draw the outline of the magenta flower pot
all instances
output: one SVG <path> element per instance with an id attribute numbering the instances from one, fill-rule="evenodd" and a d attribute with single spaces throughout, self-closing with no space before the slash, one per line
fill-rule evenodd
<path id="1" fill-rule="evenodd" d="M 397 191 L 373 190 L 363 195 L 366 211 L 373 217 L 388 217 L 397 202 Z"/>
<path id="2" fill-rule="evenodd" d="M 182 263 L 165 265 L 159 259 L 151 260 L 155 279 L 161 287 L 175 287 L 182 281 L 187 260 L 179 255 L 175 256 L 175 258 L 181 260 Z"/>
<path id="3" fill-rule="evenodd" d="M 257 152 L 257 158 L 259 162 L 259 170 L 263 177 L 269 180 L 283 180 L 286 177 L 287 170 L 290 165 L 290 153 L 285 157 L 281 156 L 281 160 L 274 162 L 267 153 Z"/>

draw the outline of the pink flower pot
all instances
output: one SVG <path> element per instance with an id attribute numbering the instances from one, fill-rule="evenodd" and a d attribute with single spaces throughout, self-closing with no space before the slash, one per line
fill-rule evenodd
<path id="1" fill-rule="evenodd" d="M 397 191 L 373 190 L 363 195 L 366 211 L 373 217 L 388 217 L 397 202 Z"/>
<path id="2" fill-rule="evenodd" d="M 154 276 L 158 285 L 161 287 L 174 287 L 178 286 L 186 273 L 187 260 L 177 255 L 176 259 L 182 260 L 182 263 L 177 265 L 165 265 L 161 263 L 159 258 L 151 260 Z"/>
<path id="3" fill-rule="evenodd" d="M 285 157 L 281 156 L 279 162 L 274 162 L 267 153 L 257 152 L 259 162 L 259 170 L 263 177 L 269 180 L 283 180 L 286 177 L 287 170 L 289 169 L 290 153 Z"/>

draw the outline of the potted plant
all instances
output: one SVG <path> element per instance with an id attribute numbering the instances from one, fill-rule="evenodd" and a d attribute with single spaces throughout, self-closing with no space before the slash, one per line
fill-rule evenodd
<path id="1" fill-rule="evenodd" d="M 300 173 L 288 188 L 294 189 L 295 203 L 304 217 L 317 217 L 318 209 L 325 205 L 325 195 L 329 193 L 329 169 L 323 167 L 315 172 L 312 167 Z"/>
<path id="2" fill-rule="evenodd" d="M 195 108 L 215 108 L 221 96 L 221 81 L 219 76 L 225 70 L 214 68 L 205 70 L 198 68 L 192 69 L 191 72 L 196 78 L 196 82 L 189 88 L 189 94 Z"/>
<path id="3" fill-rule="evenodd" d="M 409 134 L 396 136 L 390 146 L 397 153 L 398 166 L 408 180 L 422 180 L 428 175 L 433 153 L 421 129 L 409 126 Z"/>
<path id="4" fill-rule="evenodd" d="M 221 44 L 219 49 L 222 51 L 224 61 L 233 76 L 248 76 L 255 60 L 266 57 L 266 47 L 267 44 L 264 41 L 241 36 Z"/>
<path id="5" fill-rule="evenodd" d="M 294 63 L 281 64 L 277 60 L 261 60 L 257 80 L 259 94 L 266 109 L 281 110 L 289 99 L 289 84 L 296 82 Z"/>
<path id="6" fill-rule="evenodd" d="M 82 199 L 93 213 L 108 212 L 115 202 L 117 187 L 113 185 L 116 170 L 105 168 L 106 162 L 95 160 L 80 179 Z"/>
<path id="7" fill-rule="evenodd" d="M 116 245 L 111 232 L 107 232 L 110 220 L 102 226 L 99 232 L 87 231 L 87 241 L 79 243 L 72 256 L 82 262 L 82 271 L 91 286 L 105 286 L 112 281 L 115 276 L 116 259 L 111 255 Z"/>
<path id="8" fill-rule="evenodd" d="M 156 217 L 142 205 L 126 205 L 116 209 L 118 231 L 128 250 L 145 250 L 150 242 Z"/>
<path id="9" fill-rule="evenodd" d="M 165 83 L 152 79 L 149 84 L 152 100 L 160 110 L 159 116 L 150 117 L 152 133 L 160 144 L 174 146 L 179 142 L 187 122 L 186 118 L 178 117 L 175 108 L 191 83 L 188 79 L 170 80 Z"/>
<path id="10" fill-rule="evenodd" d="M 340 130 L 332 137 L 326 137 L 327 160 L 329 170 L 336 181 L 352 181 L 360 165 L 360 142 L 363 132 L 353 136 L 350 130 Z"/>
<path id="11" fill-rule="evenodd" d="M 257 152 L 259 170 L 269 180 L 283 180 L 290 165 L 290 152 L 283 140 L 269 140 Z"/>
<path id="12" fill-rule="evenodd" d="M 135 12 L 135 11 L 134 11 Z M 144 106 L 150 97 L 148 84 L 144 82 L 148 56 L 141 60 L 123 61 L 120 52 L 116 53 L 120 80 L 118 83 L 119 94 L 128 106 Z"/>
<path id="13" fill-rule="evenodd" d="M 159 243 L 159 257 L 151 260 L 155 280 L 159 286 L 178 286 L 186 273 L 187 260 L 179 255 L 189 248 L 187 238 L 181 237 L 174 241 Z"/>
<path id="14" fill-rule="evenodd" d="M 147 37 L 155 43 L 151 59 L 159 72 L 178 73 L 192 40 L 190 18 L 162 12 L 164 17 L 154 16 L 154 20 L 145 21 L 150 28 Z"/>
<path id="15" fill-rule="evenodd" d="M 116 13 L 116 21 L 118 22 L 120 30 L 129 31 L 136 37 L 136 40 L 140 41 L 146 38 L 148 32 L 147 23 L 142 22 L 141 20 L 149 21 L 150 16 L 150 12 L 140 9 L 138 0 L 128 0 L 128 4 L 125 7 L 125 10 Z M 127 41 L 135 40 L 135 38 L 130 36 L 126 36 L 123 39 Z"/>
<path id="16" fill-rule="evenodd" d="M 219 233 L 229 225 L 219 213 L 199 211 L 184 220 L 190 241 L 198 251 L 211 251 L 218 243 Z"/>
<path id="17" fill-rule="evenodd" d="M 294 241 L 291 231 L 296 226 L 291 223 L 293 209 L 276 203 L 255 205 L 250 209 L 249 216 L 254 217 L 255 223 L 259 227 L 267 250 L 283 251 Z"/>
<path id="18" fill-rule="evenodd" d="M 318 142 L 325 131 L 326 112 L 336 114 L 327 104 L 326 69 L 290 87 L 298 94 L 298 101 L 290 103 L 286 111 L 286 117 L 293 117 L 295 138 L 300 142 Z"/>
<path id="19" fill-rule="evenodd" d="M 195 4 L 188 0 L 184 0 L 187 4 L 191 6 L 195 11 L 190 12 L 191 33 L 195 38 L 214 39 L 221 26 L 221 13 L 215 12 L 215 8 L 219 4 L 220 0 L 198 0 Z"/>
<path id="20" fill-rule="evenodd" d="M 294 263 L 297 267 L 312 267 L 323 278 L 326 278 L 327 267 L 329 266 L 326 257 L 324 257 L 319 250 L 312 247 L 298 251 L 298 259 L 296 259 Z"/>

**Written instruction:**
Please update everything from the line containing "draw the outline of the potted plant" down to the line containing "135 12 L 135" by replacing "potted plant" with "houseplant", leaving all else unchanged. Return only those lines.

**Full answer:**
draw the outline of the houseplant
all instances
output: one SVG <path> element per instance with an id attribute numbering the instances from one, fill-rule="evenodd" and a d attribute with single spaces throughout, self-closing with no space before the slash, one per line
fill-rule evenodd
<path id="1" fill-rule="evenodd" d="M 300 173 L 288 188 L 294 189 L 295 203 L 304 217 L 317 217 L 318 209 L 325 205 L 325 195 L 329 193 L 329 169 L 323 167 L 315 172 L 312 167 Z"/>
<path id="2" fill-rule="evenodd" d="M 195 108 L 215 108 L 221 96 L 221 81 L 219 76 L 225 70 L 214 68 L 205 70 L 198 68 L 192 69 L 191 72 L 196 78 L 196 82 L 189 88 L 189 94 Z"/>
<path id="3" fill-rule="evenodd" d="M 409 134 L 396 136 L 390 146 L 397 153 L 398 166 L 408 180 L 422 180 L 428 175 L 433 153 L 421 129 L 409 126 Z"/>
<path id="4" fill-rule="evenodd" d="M 221 44 L 219 49 L 222 51 L 224 61 L 233 76 L 248 76 L 255 60 L 266 57 L 266 47 L 267 44 L 264 41 L 241 36 Z"/>
<path id="5" fill-rule="evenodd" d="M 294 63 L 281 64 L 277 60 L 261 60 L 257 80 L 259 94 L 266 109 L 281 110 L 289 99 L 289 84 L 296 82 Z"/>
<path id="6" fill-rule="evenodd" d="M 82 199 L 93 213 L 108 212 L 115 202 L 117 187 L 113 185 L 116 170 L 105 168 L 106 162 L 95 160 L 80 179 Z"/>
<path id="7" fill-rule="evenodd" d="M 116 245 L 111 232 L 107 232 L 110 220 L 102 226 L 99 232 L 87 231 L 87 241 L 79 243 L 72 256 L 82 262 L 82 271 L 91 286 L 105 286 L 112 281 L 115 276 L 116 259 L 111 255 Z"/>
<path id="8" fill-rule="evenodd" d="M 156 217 L 142 205 L 126 205 L 116 209 L 118 231 L 128 250 L 145 250 L 150 242 Z"/>
<path id="9" fill-rule="evenodd" d="M 165 83 L 152 79 L 149 84 L 152 100 L 160 110 L 159 116 L 150 117 L 152 133 L 160 144 L 174 146 L 179 142 L 187 122 L 186 118 L 178 117 L 175 108 L 191 83 L 188 79 L 170 80 Z"/>
<path id="10" fill-rule="evenodd" d="M 340 130 L 332 137 L 326 137 L 327 160 L 329 170 L 336 181 L 352 181 L 360 165 L 360 142 L 363 132 L 353 136 L 350 130 Z"/>
<path id="11" fill-rule="evenodd" d="M 257 152 L 259 170 L 269 180 L 283 180 L 290 165 L 290 152 L 283 140 L 269 140 Z"/>
<path id="12" fill-rule="evenodd" d="M 135 12 L 135 11 L 134 11 Z M 144 106 L 150 97 L 148 84 L 144 82 L 148 56 L 141 60 L 123 61 L 120 52 L 116 53 L 120 80 L 118 83 L 119 94 L 128 106 Z"/>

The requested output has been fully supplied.